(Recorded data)
--- Start ---

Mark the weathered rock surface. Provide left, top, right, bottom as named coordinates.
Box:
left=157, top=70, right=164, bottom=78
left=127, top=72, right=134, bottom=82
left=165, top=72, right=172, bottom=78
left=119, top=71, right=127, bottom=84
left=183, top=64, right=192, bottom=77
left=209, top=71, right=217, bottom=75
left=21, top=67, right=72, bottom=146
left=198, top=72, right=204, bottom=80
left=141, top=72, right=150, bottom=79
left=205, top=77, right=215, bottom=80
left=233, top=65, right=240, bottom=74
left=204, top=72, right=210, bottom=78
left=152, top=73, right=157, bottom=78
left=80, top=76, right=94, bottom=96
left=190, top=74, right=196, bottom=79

--- End ---

• Stated problem:
Reproduce the listing above word for word.

• Exercise result:
Mark the weathered rock surface. Provide left, top, right, bottom as named coordinates.
Box:
left=157, top=70, right=164, bottom=78
left=127, top=72, right=134, bottom=82
left=165, top=72, right=172, bottom=78
left=119, top=71, right=127, bottom=84
left=183, top=64, right=192, bottom=77
left=209, top=71, right=217, bottom=75
left=21, top=67, right=72, bottom=146
left=198, top=72, right=204, bottom=80
left=141, top=72, right=150, bottom=79
left=205, top=77, right=215, bottom=80
left=233, top=65, right=240, bottom=74
left=204, top=72, right=210, bottom=78
left=152, top=73, right=157, bottom=78
left=80, top=76, right=94, bottom=96
left=190, top=74, right=196, bottom=79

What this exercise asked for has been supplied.